= What is asked =
Convert every line of the listing below into a Markdown table with two columns, No. and Text, numbering the rows in order and skipping blank lines.
··· Supplied data ···
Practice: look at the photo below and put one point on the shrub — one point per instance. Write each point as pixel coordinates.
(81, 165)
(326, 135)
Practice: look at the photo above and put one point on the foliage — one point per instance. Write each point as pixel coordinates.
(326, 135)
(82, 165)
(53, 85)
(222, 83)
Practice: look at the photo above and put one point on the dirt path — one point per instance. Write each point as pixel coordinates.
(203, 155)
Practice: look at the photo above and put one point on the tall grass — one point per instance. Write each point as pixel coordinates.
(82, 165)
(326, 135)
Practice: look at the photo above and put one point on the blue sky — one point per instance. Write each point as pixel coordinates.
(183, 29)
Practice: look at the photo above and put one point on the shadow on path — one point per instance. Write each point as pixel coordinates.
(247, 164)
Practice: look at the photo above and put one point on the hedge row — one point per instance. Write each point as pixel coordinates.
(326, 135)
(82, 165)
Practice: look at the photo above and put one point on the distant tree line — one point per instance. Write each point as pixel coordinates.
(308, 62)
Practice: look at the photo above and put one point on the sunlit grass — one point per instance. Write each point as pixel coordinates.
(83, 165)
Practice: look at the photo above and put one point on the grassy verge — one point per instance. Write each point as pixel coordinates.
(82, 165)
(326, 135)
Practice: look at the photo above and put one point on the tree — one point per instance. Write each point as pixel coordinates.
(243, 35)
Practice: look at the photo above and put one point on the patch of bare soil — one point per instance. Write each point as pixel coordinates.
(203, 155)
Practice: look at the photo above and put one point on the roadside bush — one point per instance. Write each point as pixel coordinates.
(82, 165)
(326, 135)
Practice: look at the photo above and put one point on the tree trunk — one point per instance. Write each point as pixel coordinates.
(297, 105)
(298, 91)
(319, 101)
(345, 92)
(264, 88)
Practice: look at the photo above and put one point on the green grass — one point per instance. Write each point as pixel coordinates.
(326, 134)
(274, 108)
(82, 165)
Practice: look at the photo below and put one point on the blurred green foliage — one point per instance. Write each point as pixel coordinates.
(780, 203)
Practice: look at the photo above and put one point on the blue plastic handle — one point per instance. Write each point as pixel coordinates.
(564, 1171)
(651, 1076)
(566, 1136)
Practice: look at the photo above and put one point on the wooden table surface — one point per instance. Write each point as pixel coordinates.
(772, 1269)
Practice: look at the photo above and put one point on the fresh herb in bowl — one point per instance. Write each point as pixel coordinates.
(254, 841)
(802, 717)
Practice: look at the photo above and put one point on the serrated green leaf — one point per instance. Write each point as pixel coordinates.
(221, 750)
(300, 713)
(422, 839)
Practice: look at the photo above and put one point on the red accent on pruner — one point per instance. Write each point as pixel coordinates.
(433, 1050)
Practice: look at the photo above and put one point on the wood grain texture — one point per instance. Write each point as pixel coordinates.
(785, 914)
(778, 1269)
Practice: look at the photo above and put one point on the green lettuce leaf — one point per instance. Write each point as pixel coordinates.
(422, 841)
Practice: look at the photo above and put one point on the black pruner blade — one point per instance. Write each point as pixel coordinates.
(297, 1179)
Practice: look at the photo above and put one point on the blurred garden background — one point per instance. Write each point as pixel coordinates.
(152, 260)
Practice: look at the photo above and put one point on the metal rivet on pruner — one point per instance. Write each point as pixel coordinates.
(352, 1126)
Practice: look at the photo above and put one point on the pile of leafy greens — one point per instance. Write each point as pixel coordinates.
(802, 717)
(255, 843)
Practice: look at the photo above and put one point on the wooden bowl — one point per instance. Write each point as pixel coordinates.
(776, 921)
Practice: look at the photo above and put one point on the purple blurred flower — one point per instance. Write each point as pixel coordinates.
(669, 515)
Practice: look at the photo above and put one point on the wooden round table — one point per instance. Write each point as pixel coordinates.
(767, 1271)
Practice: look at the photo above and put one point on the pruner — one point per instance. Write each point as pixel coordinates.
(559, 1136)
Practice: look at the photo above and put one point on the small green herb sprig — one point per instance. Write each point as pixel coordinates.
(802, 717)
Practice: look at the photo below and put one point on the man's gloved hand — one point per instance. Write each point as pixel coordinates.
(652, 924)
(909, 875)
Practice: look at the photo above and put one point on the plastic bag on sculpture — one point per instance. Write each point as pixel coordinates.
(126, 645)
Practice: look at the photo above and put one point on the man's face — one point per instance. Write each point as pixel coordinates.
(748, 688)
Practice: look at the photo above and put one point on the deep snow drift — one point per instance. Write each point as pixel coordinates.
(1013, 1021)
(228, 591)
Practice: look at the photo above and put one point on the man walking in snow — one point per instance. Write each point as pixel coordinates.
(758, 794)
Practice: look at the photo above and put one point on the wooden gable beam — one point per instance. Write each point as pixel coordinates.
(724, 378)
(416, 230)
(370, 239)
···
= Output of the task =
| No. | Text |
|---|---|
| 1 | Practice: look at the photo below and put one point on the shrub — one point per instance. Write each point as pixel coordinates. |
| 2 | (81, 165) |
| 3 | (326, 135) |
| 4 | Practice: look at the photo above and put one point on the foliage — one point per instance. Write each point as pixel coordinates. |
| 5 | (326, 135) |
| 6 | (82, 165) |
| 7 | (53, 85) |
| 8 | (222, 83) |
| 9 | Practice: look at the photo above and put one point on the dirt path — one point per instance. Write each point as pixel coordinates. |
| 10 | (203, 155) |
| 11 | Practice: look at the photo above and put one point on the tall grass — one point per instance. Write each point as pixel coordinates. |
| 12 | (82, 165) |
| 13 | (326, 135) |
| 14 | Practice: look at the photo above and put one point on the blue sky — one point per instance. Write each point as pixel coordinates. |
| 15 | (183, 29) |
| 16 | Practice: look at the photo above and put one point on the shadow on path — one point per instance. Write each point as pixel coordinates. |
| 17 | (247, 164) |
| 18 | Practice: look at the photo above and put one point on the hedge row — one point per instance. Write each point as pixel coordinates. |
| 19 | (326, 135) |
| 20 | (82, 165) |
| 21 | Practice: look at the photo above and put one point on the distant tree line — one point per instance. Write each point as pixel coordinates. |
| 22 | (308, 62) |
| 23 | Practice: look at the photo above and put one point on the sunlit grass — one point per instance. Write each point as pixel coordinates. |
| 24 | (83, 165) |
| 25 | Practice: look at the photo above and put one point on the grassy verge — one point per instance. Write each point as pixel coordinates. |
| 26 | (82, 165) |
| 27 | (326, 135) |
| 28 | Practice: look at the photo above and put one point on the tree — one point per instance. Write each point as pixel coordinates. |
| 29 | (243, 35) |
| 30 | Practice: look at the photo above and put one point on the patch of bare soil — one point per instance. Write each point as pixel coordinates. |
| 31 | (203, 155) |
| 32 | Practice: look at the photo above and put one point on the roadside bush — one point per instance. Write each point as pixel coordinates. |
| 33 | (82, 165) |
| 34 | (326, 135) |
| 35 | Practice: look at the photo above and put one point on the tree trunk — one point per instance. Write each point as pixel coordinates. |
| 36 | (297, 105) |
| 37 | (298, 91) |
| 38 | (319, 101) |
| 39 | (345, 92) |
| 40 | (264, 88) |
| 41 | Practice: look at the photo above and put one point on the green grass — one point per instance. Write each point as pixel coordinates. |
| 42 | (326, 134) |
| 43 | (274, 108) |
| 44 | (82, 165) |
| 45 | Practice: look at the photo below and put one point on the blurred green foliage — one point per instance. Write each point as pixel coordinates. |
| 46 | (780, 203) |
| 47 | Practice: look at the photo above and put one point on the blue plastic handle — one point per instance. Write each point as pixel coordinates. |
| 48 | (564, 1171) |
| 49 | (651, 1076) |
| 50 | (566, 1136) |
| 51 | Practice: look at the photo above and put one point on the wooden table surface — one point per instance. Write each point as pixel coordinates. |
| 52 | (772, 1269) |
| 53 | Practice: look at the photo above and put one point on the fresh herb in bowl — one point per instance. Write each point as pixel coordinates. |
| 54 | (254, 841) |
| 55 | (802, 717) |
| 56 | Practice: look at the photo above and put one point on the serrated green leaf — one point per instance. Write each point as pixel coordinates. |
| 57 | (221, 750) |
| 58 | (300, 713) |
| 59 | (422, 839) |
| 60 | Practice: look at the photo above and put one point on the red accent on pruner — one point per instance. Write each point as pixel coordinates. |
| 61 | (433, 1050) |
| 62 | Practice: look at the photo above and put one point on the wood grain texture — one point per instance. Write each point as pixel coordinates. |
| 63 | (785, 914) |
| 64 | (778, 1269) |
| 65 | Practice: look at the photo above and put one point on the green lettuce leaf — one point per instance. Write each point as pixel coordinates. |
| 66 | (422, 841) |
| 67 | Practice: look at the photo above and put one point on the black pruner blade — one point per instance. Write each point as pixel coordinates. |
| 68 | (297, 1179) |
| 69 | Practice: look at the photo above and put one point on the blurred garden background — one point per instance. Write each point as pixel coordinates. |
| 70 | (152, 260) |
| 71 | Practice: look at the photo above and put one point on the metal rivet on pruner — one point per instance. Write each point as pixel coordinates. |
| 72 | (352, 1126) |
| 73 | Practice: look at the photo above and put one point on the pile of leafy greens — one point per instance. Write each point as pixel coordinates. |
| 74 | (802, 717) |
| 75 | (255, 843) |
| 76 | Practice: look at the photo above and put one point on the wooden bowl — one point per instance. Write each point as pixel coordinates. |
| 77 | (776, 921) |
| 78 | Practice: look at the photo above and put one point on the purple blurred flower — one point per instance. Write each point as pixel coordinates. |
| 79 | (669, 515) |
| 80 | Practice: look at the photo above and put one point on the wooden round table — one point per instance. Write each point as pixel coordinates. |
| 81 | (767, 1271) |
| 82 | Practice: look at the photo above and put one point on the pruner — one point per instance. Write each point as pixel coordinates. |
| 83 | (559, 1136) |
| 84 | Practice: look at the photo above and put one point on the small green herb sprig — one point per instance. Write each point as pixel coordinates. |
| 85 | (802, 717) |
| 86 | Practice: look at the photo below and put one point on the man's gloved hand — one point per instance. Write each point as pixel coordinates. |
| 87 | (652, 924) |
| 88 | (909, 875) |
| 89 | Practice: look at the photo above and put one point on the plastic bag on sculpture — one point per instance. Write each point as pixel coordinates. |
| 90 | (126, 645) |
| 91 | Practice: look at the photo above and put one point on the man's face — one point per instance. Write each point as pixel coordinates. |
| 92 | (748, 688) |
| 93 | Practice: look at the photo above and put one point on the deep snow drift — one point per instance. Write each point as pixel coordinates. |
| 94 | (1013, 1021) |
| 95 | (228, 591) |
| 96 | Practice: look at the photo above and put one point on the man walking in snow — one point per instance. Write each point as pixel coordinates. |
| 97 | (758, 794) |
| 98 | Practice: look at the photo above and put one point on the wooden gable beam — one point per instance. Write each point as pixel coordinates. |
| 99 | (724, 378) |
| 100 | (416, 230) |
| 101 | (370, 239) |